# What you need to do:
Print the stretch of the Montel Williams piece from "The closing speaker" through "pitchman Montel Williams.", copying it word for word.

# Passage shown:
........

Radical Rant: Montel Williams Says Some Medical Marijuana Growers Are “Selling Trash”

The closing speaker for the Southwest Cannabis Conference and Expo held in Fort Worth last weekend was former talk show host and current financial services pitchman Montel Williams.

I had been eagerly awaiting Montel’s appearance. At previous events, he’s never been too fond of marijuana legalization. I’ve heard him step up to defend medical marijuana before, but only to then condemn marijuana legalization as something he does not support.

“I’m going to say some things here today that are going to make some of you very angry,” Montel warned us as he prowled the seminar floor with a wireless handheld microphone. He looked very much in his element, off the elevated stage and roaming the aisles among the hundreds in the audience, as if it were a taped episode of his talk show.

Yet as Montel continued telling his personal tale of triumph over adversity—from the mean streets of what he called “the ghetto” through his time in the Marine Corps—he enlightened rather than offended us. He spoke highly of his experience with cannabis as the only medicine that relieves the pain he suffers from multiple sclerosis.

“If you want to legalize recreational marijuana,” he explained, “knock yourself out.”

Montel still has some reservations about legalization for non-medical purposes, but seemed to accept that it was going to happen nationwide eventually and was safer than the current prohibition. His comments on legalization at this event were far more accepting than I’d heard him issue previously.

........

Stored records
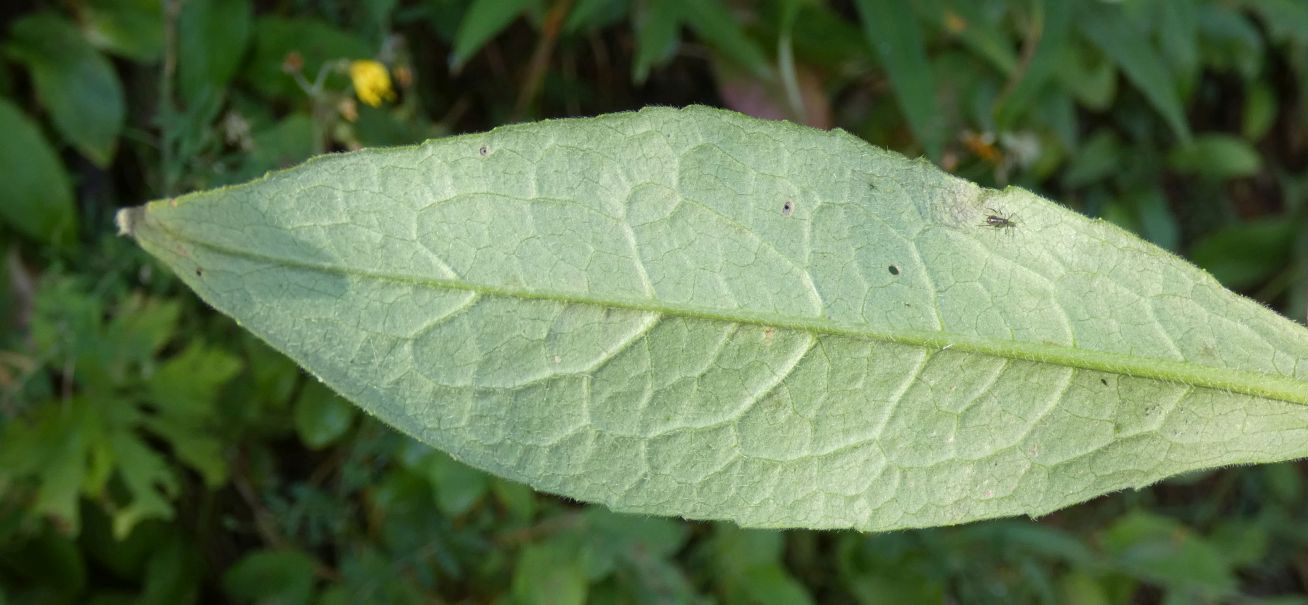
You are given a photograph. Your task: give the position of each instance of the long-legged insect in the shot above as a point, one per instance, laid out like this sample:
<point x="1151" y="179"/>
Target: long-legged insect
<point x="997" y="220"/>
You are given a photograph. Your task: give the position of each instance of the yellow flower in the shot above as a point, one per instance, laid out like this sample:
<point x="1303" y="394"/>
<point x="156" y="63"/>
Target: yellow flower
<point x="372" y="81"/>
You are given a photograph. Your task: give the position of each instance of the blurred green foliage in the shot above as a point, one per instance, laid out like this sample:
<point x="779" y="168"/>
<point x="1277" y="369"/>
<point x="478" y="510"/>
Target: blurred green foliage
<point x="153" y="452"/>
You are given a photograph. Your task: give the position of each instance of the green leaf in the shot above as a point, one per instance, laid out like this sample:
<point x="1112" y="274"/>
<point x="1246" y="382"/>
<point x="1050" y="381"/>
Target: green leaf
<point x="484" y="20"/>
<point x="1163" y="550"/>
<point x="128" y="28"/>
<point x="212" y="39"/>
<point x="271" y="576"/>
<point x="318" y="46"/>
<point x="1109" y="30"/>
<point x="700" y="314"/>
<point x="1286" y="20"/>
<point x="1053" y="17"/>
<point x="148" y="480"/>
<point x="322" y="417"/>
<point x="658" y="28"/>
<point x="187" y="384"/>
<point x="457" y="486"/>
<point x="75" y="82"/>
<point x="1217" y="157"/>
<point x="965" y="20"/>
<point x="37" y="199"/>
<point x="897" y="38"/>
<point x="716" y="26"/>
<point x="1244" y="255"/>
<point x="548" y="574"/>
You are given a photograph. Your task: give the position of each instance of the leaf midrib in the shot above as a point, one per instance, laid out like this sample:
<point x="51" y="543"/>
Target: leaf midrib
<point x="1252" y="383"/>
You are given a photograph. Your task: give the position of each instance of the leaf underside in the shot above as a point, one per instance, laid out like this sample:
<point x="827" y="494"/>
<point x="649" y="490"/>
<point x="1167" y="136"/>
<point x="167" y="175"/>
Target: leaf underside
<point x="700" y="314"/>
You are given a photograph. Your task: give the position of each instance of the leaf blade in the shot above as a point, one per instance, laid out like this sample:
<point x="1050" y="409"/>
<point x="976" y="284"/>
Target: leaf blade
<point x="710" y="329"/>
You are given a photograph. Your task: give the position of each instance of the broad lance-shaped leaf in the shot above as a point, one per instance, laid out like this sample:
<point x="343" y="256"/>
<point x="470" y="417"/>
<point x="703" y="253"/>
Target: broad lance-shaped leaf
<point x="700" y="314"/>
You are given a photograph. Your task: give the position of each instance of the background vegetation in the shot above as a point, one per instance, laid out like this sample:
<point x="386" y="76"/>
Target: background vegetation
<point x="152" y="451"/>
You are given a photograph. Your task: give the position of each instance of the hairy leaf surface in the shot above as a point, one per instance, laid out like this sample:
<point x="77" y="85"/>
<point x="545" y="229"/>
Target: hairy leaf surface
<point x="695" y="312"/>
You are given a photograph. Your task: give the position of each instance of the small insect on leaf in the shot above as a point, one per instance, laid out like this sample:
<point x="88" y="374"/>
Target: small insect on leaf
<point x="998" y="220"/>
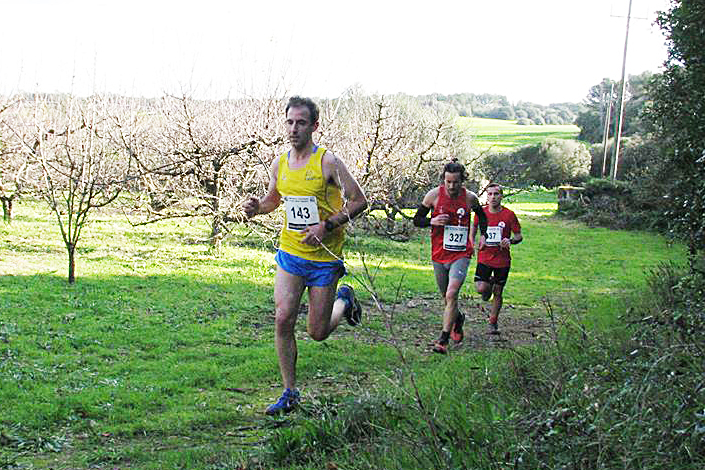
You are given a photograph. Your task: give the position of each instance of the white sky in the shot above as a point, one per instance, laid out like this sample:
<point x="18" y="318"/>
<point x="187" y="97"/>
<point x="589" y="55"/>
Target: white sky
<point x="544" y="51"/>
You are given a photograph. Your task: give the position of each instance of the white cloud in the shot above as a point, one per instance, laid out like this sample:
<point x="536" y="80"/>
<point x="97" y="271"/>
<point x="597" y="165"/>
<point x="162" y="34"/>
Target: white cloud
<point x="544" y="51"/>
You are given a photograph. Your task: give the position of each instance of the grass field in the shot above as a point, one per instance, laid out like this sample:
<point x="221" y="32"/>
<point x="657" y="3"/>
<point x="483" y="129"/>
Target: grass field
<point x="162" y="355"/>
<point x="498" y="136"/>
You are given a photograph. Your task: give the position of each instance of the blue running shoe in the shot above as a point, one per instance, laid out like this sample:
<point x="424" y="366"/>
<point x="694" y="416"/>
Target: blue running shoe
<point x="286" y="403"/>
<point x="353" y="310"/>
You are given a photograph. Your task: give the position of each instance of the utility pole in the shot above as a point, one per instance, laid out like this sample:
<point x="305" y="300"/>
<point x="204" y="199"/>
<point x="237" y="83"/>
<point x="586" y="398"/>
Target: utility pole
<point x="606" y="130"/>
<point x="620" y="107"/>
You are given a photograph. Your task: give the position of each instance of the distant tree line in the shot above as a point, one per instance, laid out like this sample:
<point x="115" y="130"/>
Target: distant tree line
<point x="660" y="182"/>
<point x="499" y="107"/>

........

# Final answer:
The closing speaker for the Southwest Cannabis Conference and Expo held in Fort Worth last weekend was former talk show host and current financial services pitchman Montel Williams.